◆ **Assigned task**: Your task is to repeat the entries word for word while leaving out the pictures.

:: Task inputs

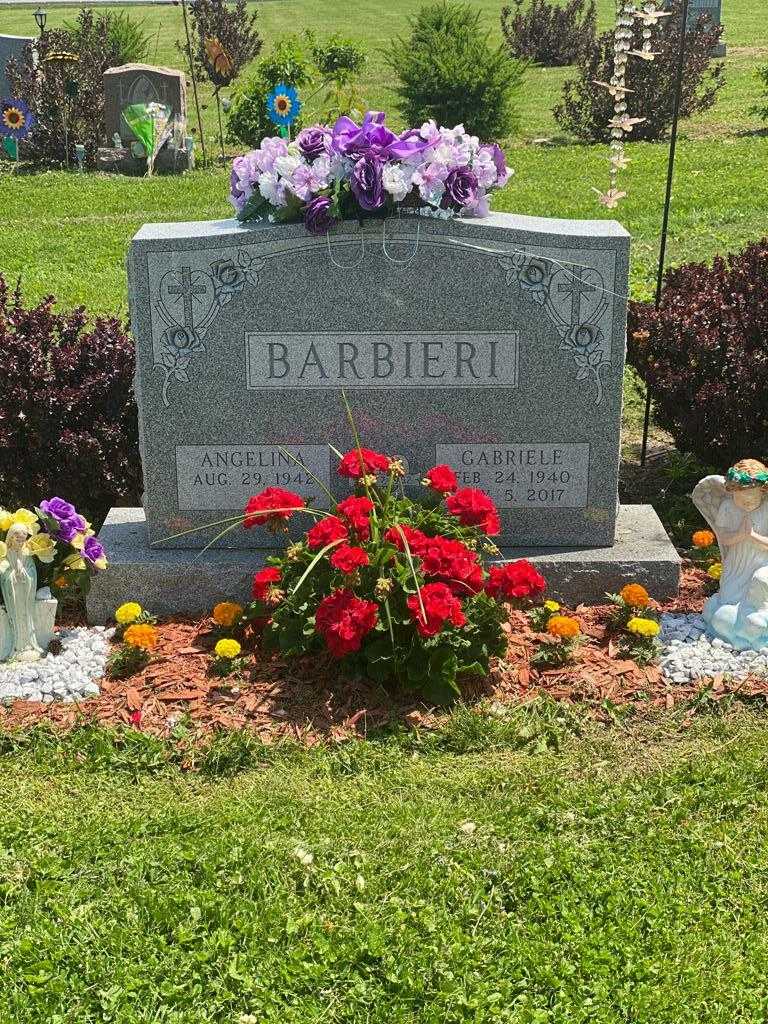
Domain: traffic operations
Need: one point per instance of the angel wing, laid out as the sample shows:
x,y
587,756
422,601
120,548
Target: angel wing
x,y
708,496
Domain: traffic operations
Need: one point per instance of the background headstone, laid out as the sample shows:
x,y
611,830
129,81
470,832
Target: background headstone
x,y
136,83
496,345
10,47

::::

◆ **Answer box**:
Domain: traffic operations
Need: one point per instance of the angel wing, laid out as the sample shows:
x,y
587,756
422,601
120,548
Target: angel wing
x,y
708,496
Domain: traffic operations
Need: one point per instance of the background headstone, laid out as the sample shows:
x,y
611,830
129,81
470,832
Target: background headstone
x,y
136,83
496,345
10,47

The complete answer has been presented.